- Work request -
The data below should be transcribed in full, with no picture included.

(Stored data entries)

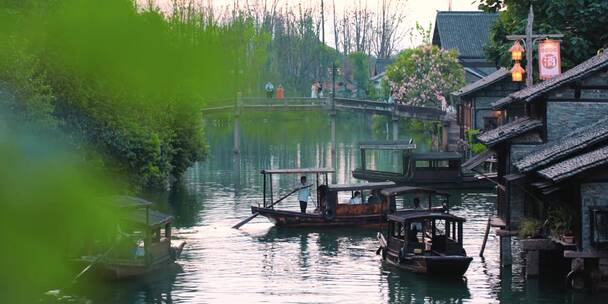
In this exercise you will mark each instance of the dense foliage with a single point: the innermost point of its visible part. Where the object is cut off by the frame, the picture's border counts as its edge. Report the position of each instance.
(423, 76)
(582, 22)
(124, 82)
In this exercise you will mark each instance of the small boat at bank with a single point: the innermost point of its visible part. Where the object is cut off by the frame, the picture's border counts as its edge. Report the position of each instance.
(439, 170)
(329, 211)
(141, 243)
(424, 241)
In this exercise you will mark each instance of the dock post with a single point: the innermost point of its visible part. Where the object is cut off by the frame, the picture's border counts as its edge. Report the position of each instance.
(395, 128)
(506, 258)
(237, 123)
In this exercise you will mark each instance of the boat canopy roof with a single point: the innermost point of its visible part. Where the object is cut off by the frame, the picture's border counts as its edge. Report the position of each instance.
(406, 189)
(437, 156)
(125, 201)
(362, 186)
(412, 216)
(139, 208)
(387, 145)
(298, 171)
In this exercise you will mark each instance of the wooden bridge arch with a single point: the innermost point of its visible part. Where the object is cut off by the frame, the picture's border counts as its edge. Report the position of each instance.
(339, 105)
(331, 104)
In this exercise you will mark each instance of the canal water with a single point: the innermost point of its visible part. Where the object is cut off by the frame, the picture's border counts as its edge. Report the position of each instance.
(261, 263)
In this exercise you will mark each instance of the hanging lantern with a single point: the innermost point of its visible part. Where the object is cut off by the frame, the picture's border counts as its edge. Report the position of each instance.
(517, 72)
(516, 51)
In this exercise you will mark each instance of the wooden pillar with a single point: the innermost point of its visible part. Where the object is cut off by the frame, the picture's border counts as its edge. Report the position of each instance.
(506, 258)
(334, 154)
(237, 124)
(395, 128)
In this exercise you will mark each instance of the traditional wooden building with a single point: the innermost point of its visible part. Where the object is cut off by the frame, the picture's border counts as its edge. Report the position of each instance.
(474, 102)
(466, 32)
(553, 168)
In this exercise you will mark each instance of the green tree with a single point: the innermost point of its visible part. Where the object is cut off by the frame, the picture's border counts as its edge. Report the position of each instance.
(423, 76)
(582, 22)
(124, 81)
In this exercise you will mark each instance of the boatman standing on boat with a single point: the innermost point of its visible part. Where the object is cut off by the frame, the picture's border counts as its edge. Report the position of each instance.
(303, 194)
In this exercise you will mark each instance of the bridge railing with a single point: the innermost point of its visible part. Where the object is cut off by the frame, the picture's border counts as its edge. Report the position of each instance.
(262, 101)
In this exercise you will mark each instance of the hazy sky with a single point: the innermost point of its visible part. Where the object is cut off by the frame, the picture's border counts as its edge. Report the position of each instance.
(421, 11)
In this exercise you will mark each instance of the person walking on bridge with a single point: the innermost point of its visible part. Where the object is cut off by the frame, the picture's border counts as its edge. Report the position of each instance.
(314, 90)
(303, 193)
(269, 88)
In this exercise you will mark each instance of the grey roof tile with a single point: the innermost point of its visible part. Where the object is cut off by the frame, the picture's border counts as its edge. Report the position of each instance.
(578, 140)
(482, 83)
(509, 130)
(576, 165)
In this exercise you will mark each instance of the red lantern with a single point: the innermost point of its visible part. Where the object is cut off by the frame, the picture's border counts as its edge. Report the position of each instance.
(517, 72)
(516, 51)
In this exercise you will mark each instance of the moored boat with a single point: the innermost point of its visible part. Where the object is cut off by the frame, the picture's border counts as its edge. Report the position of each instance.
(439, 170)
(424, 241)
(141, 243)
(332, 208)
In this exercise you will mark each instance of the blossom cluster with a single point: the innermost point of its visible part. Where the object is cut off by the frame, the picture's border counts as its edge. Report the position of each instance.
(425, 75)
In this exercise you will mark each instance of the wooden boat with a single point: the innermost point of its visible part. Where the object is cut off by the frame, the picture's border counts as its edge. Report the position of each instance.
(141, 243)
(329, 211)
(436, 249)
(439, 170)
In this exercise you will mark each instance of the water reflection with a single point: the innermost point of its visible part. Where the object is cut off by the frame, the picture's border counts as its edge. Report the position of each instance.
(262, 263)
(405, 287)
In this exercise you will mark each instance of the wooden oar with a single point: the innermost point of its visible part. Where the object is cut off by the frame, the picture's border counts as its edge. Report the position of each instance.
(245, 221)
(95, 261)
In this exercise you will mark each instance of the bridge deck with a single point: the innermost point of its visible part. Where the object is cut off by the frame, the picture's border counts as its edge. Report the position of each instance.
(341, 104)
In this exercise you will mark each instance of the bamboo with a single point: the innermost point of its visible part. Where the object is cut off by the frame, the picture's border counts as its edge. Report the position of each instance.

- Written response -
In this exercise you will mark each instance of the dense foliage with a single point: the innermost point of its visible part. Where the object is cut off by the frame, the picture's border counts as its edge. Report the position of each instance.
(423, 76)
(582, 22)
(124, 82)
In this exercise you will mark each instance of the small boat at bank with a single point: the innermost point of its visible part. Where the object is cut off by the frame, the picture's border counts as its edge. Report the position of each instance.
(439, 170)
(329, 211)
(141, 243)
(424, 241)
In this exercise you will mark each instance of the dock post with a single point: the innermost point of its visible part. Where the object is cut off by the frame, the picture's border counts as its edge. Report the position of each instance.
(395, 128)
(506, 258)
(237, 123)
In this exercise you will mark each instance of the boat canopy roof with a single point: the innermost point of its visible part. Where the object is cut off by the frame, the picture's border counts as its edge. Report the position of each instance.
(406, 189)
(437, 156)
(125, 201)
(362, 186)
(412, 216)
(139, 208)
(387, 145)
(298, 171)
In this exercise you will mark each instance of the wooden bridge arch with a single point: the innermost point of its visible part. Where the object is cut off by the frame, the picture's border counts as its edge. Report the position of each instance.
(339, 105)
(331, 104)
In this exercise you will mark each instance of the canal water with a single point: the innermost point of its visible part. Where the object is cut off by the frame, the picture's border counts as its edge. Report the position of each instance.
(261, 263)
In this exercise you will mark each instance of the hanging lantern with a single point: the innermost point of its visible part. Where the object is cut off by the frame, the picture's border counts as its edge. Report the position of each instance.
(517, 72)
(516, 51)
In this exercise you will mark each instance of the wooden pillar with a single point: the innermost point of its visible part. Where the object is cut off by the frame, the picture's border counts as its edge. Report the position of each instance.
(506, 258)
(334, 154)
(237, 124)
(395, 128)
In this exercise you will mark each instance of the traditional wooden building with a single point: the innermost point of its visible part. Where the object is cut off by the frame, the picture's border counts as its edge. Report the position of each instance.
(474, 102)
(466, 32)
(553, 168)
In this exercise you will mark each instance of the green tree with a single point: the innermost point of its visible part. Where the object is cut off by the frame, the picture's border counts as its edge. Report the position of each instance.
(423, 76)
(582, 22)
(124, 81)
In this exercise you will mark each instance of the boatman standing on boat with a single point: the innermost point of its visible part. Where the object is cut off by the frame, the picture's border counts as its edge. Report the position of each instance.
(303, 194)
In this exercise you will mark each instance of the bridge railing with a single point: the innermost point of its visible part. Where the object is cut off by the frame, the picture's border counts as its edge. Report the position of each instance.
(262, 101)
In this exercise you will mark each instance of the hazy sky with a single point: the innermost point of its visible part. Where the object is cut off by the frame, the picture's border counts as its edge. Report the position of each instance.
(421, 11)
In this exercise you will mark each instance of the person walking on bridge with a single point: the innermost point of its visible part. Where the object is cut off by the frame, the picture's border counts as its edge. Report the position of each instance.
(314, 90)
(303, 193)
(269, 88)
In this exercise you will mark each instance of the grey roof tile with a single point: the innermost point of its visible part. Where the object is cut off by the frame, the picture's border counts as its edge. Report the position of each instance.
(578, 140)
(482, 83)
(509, 130)
(576, 165)
In this exercise you will mark each instance of the red lantern with a single point: the innermost point of its visible part. Where the object is cut off by the frame, the picture's border counts as its edge. Report the position of each instance.
(517, 72)
(516, 51)
In this exercise you will mark each instance of the moored boat with a single point: the innermost point of its visible part. Where the object is cut off by the frame, the picture's border counts as its edge. Report the position of each instance.
(439, 170)
(424, 241)
(141, 243)
(332, 208)
In this exercise you will mark each instance of the blossom cluster with a single point: the innermost point of its visible part. Where the object is cut off by the frame, the picture's border counts as its edge. Report the position of each instance.
(425, 75)
In this exercise you will mark each instance of the wooden boat with a single point: the innermost point of its visible part. Where the object is cut off by the frame, the picture's border counts as its edge. Report the position of each instance.
(141, 243)
(329, 211)
(436, 249)
(439, 170)
In this exercise you will mark each instance of the water reflection with a single point: the innermost point of its visible part. Where the object is cut off by the frame, the picture's border counts as its edge. Report the position of each instance.
(262, 263)
(405, 287)
In this exercise you will mark each instance of the wooden oar with a single point: the innermost point of its visible part. Where the object is cut off by the frame, the picture's border counts as its edge. Report the position of each instance.
(245, 221)
(95, 261)
In this exercise you will mark each instance of the bridge deck with a single point: the innermost point of its visible part. Where the object is cut off by the frame, the picture's border counts as its edge. Report the position of each instance.
(341, 104)
In this exercise you will mark each instance of the bamboo with a single point: the innermost point of its visible part. Where the object is cut off by the frame, the picture's border counts as its edge. Report the position of each instance.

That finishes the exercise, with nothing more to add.